►

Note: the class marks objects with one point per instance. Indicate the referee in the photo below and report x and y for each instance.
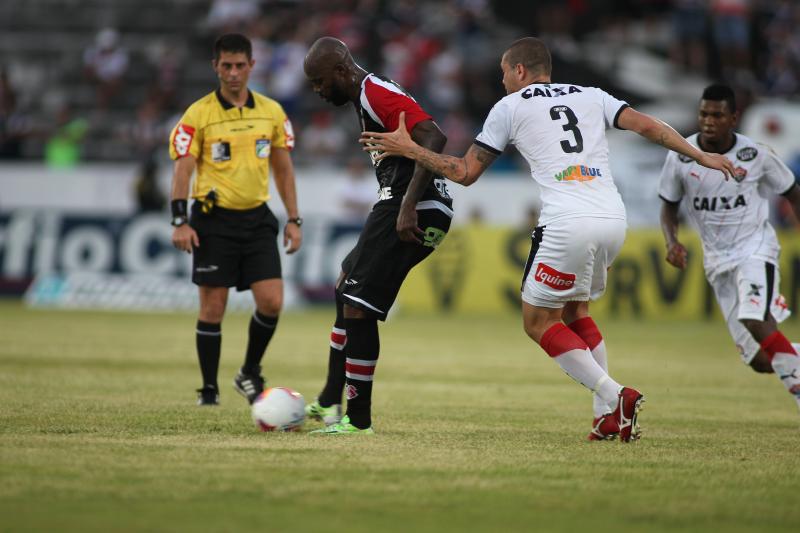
(232, 137)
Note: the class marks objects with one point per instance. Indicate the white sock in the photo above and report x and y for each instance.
(581, 366)
(601, 357)
(787, 369)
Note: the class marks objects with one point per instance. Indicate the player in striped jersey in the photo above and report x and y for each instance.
(409, 220)
(740, 248)
(560, 130)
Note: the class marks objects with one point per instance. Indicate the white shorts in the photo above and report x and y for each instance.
(749, 291)
(569, 259)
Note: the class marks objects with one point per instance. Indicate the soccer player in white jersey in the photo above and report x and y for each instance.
(740, 249)
(560, 130)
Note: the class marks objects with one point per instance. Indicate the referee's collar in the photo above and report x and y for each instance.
(251, 102)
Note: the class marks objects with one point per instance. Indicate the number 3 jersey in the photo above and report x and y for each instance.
(730, 215)
(560, 131)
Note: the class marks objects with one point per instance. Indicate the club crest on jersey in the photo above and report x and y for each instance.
(549, 92)
(262, 148)
(578, 173)
(718, 203)
(288, 132)
(221, 151)
(182, 140)
(748, 153)
(553, 278)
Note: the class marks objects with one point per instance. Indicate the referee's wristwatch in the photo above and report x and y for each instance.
(179, 220)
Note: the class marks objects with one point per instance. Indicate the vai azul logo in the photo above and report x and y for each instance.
(578, 173)
(553, 278)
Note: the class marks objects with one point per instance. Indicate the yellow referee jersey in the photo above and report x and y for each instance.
(232, 146)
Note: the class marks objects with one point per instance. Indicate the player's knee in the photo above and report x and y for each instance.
(270, 305)
(212, 312)
(353, 312)
(761, 364)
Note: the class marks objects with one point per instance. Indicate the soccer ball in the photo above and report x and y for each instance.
(279, 409)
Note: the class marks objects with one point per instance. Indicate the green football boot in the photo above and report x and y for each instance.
(344, 428)
(328, 415)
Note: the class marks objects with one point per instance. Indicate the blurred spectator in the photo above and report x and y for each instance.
(286, 79)
(359, 193)
(63, 148)
(731, 25)
(105, 65)
(324, 141)
(166, 60)
(148, 195)
(445, 81)
(148, 129)
(226, 16)
(10, 134)
(689, 30)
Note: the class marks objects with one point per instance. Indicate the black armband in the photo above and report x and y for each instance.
(179, 208)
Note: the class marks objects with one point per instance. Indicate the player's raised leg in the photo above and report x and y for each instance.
(576, 316)
(776, 354)
(361, 350)
(327, 407)
(757, 283)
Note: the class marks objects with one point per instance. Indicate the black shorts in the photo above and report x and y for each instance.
(237, 248)
(376, 268)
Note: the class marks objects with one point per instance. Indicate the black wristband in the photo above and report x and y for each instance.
(179, 208)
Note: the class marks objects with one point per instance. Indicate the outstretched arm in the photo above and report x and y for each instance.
(428, 135)
(676, 252)
(793, 195)
(659, 132)
(464, 170)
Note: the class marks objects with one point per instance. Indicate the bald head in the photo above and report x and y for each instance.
(333, 73)
(326, 52)
(531, 53)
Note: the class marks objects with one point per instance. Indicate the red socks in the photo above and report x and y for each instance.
(561, 339)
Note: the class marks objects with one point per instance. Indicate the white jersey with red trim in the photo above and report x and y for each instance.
(732, 216)
(380, 103)
(560, 131)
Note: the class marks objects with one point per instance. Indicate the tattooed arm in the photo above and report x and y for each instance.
(659, 132)
(464, 170)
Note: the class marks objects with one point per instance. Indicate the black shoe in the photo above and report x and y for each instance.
(249, 385)
(208, 395)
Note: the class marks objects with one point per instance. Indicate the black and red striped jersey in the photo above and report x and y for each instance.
(380, 104)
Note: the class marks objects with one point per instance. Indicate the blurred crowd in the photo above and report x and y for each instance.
(444, 52)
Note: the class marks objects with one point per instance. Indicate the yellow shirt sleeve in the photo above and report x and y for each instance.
(187, 136)
(283, 135)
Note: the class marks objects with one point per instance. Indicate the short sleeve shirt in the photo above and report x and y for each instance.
(232, 146)
(560, 131)
(732, 216)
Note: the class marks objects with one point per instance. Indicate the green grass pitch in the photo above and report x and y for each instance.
(476, 431)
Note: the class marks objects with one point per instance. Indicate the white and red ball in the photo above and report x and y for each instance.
(279, 409)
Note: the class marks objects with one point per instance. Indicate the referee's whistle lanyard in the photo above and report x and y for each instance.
(208, 203)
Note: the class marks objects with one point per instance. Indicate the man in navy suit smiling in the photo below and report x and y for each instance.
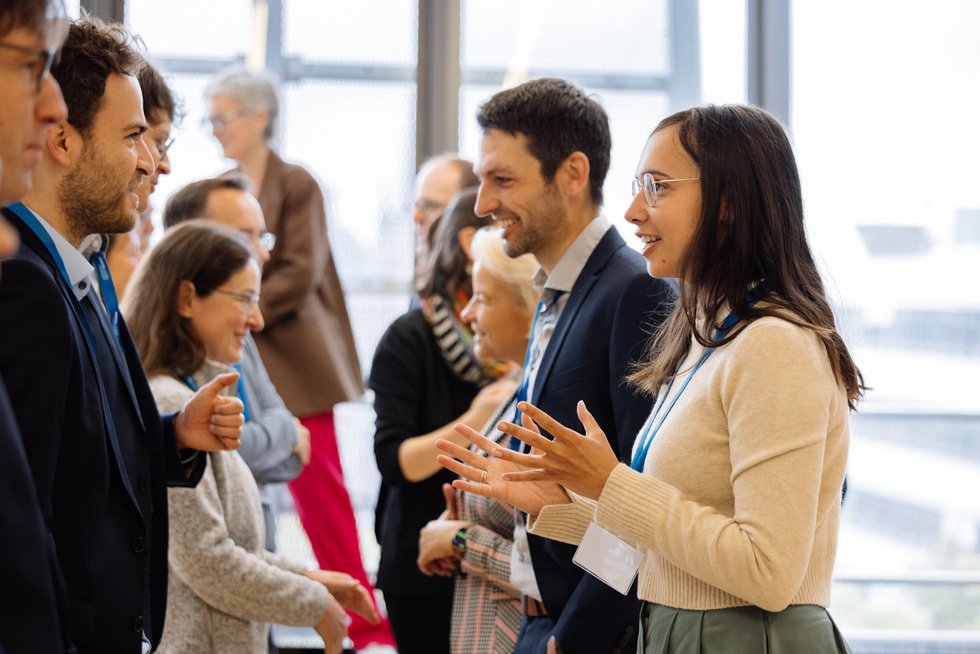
(543, 160)
(100, 454)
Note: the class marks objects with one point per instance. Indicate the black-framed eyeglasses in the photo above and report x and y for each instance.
(650, 186)
(164, 148)
(41, 64)
(266, 239)
(220, 121)
(249, 300)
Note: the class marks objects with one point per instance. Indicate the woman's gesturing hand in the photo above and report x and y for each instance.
(485, 475)
(579, 462)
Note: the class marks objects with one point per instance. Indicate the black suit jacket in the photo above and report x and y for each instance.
(604, 328)
(99, 452)
(30, 603)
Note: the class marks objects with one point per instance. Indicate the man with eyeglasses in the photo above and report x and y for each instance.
(543, 160)
(100, 454)
(275, 445)
(31, 593)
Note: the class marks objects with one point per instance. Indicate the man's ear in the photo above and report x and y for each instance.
(64, 144)
(465, 238)
(574, 171)
(186, 294)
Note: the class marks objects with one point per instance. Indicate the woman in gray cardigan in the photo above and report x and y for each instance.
(192, 303)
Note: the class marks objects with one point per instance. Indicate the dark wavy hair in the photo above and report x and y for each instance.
(93, 51)
(158, 97)
(198, 251)
(751, 228)
(447, 270)
(28, 14)
(557, 118)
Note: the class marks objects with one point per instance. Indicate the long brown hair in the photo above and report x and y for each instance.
(200, 252)
(751, 228)
(448, 268)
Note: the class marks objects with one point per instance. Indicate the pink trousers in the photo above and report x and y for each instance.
(325, 512)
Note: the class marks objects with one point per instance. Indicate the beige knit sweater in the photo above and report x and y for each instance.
(224, 587)
(739, 499)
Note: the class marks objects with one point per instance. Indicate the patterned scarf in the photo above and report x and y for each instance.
(456, 340)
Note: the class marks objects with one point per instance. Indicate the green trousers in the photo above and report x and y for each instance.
(802, 629)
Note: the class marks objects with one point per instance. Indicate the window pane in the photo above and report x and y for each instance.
(883, 124)
(334, 31)
(629, 44)
(218, 29)
(630, 36)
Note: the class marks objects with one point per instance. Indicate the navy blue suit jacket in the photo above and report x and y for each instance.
(100, 455)
(30, 602)
(604, 328)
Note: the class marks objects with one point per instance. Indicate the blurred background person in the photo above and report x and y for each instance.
(193, 301)
(426, 378)
(474, 536)
(162, 111)
(308, 345)
(439, 179)
(275, 445)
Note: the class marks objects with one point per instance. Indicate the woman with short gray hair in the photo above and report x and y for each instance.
(307, 344)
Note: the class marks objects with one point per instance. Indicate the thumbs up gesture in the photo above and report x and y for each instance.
(211, 421)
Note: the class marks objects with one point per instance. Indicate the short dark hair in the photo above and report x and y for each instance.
(93, 51)
(446, 271)
(200, 252)
(190, 201)
(557, 118)
(28, 14)
(157, 95)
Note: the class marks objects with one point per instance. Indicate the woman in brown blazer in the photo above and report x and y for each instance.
(307, 344)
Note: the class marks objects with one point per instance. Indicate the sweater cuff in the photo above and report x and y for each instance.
(564, 522)
(630, 504)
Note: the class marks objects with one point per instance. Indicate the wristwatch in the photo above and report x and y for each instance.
(459, 542)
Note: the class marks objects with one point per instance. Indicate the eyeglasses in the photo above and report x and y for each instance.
(266, 239)
(650, 186)
(220, 121)
(163, 148)
(40, 66)
(248, 300)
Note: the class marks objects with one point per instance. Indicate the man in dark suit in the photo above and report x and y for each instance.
(543, 159)
(31, 608)
(100, 455)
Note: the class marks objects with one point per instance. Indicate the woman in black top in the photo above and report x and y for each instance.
(426, 379)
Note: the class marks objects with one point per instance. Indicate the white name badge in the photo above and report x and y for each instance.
(608, 558)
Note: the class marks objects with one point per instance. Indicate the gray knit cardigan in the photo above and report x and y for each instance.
(224, 588)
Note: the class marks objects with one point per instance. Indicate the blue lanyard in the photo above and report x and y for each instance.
(29, 219)
(516, 444)
(649, 431)
(189, 383)
(108, 291)
(32, 223)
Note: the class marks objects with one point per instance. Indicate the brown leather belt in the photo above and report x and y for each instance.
(532, 608)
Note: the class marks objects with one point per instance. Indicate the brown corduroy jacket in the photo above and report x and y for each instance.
(307, 344)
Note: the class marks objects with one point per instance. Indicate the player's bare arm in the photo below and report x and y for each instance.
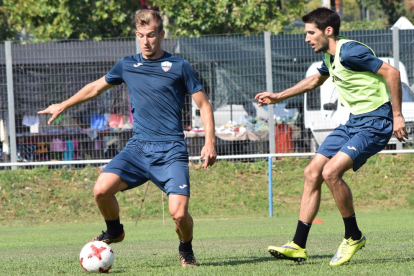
(208, 151)
(391, 75)
(88, 92)
(301, 87)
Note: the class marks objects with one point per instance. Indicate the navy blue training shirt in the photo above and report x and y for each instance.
(157, 88)
(357, 57)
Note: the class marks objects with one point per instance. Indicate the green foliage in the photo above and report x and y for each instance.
(377, 24)
(65, 19)
(393, 9)
(201, 17)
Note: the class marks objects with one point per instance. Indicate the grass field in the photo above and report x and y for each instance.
(222, 247)
(46, 216)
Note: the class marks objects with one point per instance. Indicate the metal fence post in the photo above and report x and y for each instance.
(396, 54)
(269, 165)
(10, 100)
(137, 47)
(269, 88)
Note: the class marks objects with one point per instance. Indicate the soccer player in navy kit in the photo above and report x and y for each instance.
(364, 84)
(157, 83)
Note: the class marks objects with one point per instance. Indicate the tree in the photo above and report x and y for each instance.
(66, 19)
(393, 9)
(200, 17)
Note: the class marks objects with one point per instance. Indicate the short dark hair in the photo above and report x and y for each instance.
(323, 18)
(144, 17)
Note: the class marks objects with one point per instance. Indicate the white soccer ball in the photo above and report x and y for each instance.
(96, 257)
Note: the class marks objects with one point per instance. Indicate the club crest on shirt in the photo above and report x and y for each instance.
(166, 65)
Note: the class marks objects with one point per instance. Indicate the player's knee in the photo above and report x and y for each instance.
(100, 191)
(311, 173)
(329, 175)
(179, 216)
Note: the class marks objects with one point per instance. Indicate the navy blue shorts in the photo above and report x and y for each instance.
(164, 163)
(360, 142)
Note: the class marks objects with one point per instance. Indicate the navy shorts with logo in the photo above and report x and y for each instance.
(164, 163)
(359, 142)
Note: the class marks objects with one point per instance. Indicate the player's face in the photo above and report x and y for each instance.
(316, 38)
(149, 39)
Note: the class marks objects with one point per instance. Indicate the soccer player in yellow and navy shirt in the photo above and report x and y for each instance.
(365, 84)
(157, 84)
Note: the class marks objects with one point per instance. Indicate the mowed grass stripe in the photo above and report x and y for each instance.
(222, 247)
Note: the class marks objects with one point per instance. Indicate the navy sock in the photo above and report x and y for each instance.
(351, 228)
(114, 228)
(301, 235)
(186, 246)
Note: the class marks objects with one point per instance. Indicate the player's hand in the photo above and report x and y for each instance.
(209, 153)
(266, 98)
(400, 131)
(54, 109)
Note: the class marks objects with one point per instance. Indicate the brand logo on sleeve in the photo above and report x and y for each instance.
(166, 65)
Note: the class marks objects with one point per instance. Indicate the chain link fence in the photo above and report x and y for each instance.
(232, 69)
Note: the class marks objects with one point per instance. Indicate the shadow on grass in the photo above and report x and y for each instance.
(234, 261)
(313, 260)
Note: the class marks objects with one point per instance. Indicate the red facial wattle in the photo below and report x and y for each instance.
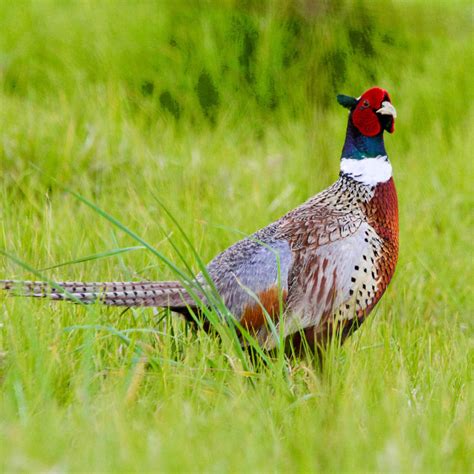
(364, 116)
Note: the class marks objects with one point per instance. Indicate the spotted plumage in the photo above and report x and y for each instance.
(323, 264)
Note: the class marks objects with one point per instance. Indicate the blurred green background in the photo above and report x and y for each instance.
(226, 111)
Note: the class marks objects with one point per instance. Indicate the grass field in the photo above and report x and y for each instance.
(225, 111)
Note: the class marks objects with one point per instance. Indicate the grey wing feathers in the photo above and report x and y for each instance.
(166, 293)
(250, 266)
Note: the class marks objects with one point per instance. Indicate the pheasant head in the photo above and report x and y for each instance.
(369, 116)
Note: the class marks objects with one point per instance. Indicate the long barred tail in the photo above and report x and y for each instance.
(159, 294)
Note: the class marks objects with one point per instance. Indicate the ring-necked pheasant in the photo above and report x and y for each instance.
(325, 263)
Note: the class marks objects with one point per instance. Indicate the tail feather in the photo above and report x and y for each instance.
(159, 294)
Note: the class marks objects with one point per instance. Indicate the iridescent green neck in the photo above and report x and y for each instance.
(358, 146)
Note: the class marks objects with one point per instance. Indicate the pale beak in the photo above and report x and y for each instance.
(387, 109)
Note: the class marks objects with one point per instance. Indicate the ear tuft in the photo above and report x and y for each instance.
(347, 101)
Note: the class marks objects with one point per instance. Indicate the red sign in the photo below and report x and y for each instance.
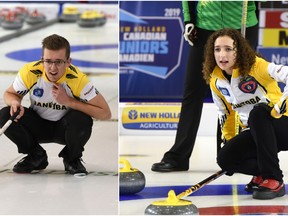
(276, 19)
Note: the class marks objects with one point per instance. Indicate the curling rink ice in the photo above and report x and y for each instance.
(223, 196)
(52, 191)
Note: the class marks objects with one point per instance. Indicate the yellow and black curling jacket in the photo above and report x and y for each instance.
(235, 99)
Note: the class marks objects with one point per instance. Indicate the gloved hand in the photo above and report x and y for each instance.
(279, 109)
(273, 112)
(190, 33)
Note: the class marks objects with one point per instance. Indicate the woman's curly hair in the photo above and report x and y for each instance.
(245, 55)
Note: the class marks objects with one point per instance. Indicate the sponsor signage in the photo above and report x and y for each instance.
(274, 19)
(151, 117)
(273, 4)
(275, 37)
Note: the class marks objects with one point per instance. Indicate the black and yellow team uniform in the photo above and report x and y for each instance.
(254, 151)
(47, 121)
(207, 17)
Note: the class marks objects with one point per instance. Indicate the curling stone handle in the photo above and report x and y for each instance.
(127, 166)
(201, 184)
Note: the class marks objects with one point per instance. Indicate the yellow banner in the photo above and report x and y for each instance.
(151, 117)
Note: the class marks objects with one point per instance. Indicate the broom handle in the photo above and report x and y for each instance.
(201, 184)
(244, 17)
(9, 122)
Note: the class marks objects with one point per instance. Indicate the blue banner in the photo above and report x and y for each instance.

◄

REQUIRED WORK
Return exactly the lines of the data, and only those, from the line with "the yellow banner" through the last line, inclusive.

WORKED ANSWER
Note: the class marks objects with one point per instance. Indicate the yellow banner in the photo above and report x and y for each instance.
(151, 117)
Note: the class marks objects with one point per instance. Indicate the broom handle in the photo above and report x and y for each instance.
(201, 184)
(244, 17)
(9, 122)
Note: the class marks objects with one point per instance. Indicate the blue banner in the photo above and report x and y for each instance.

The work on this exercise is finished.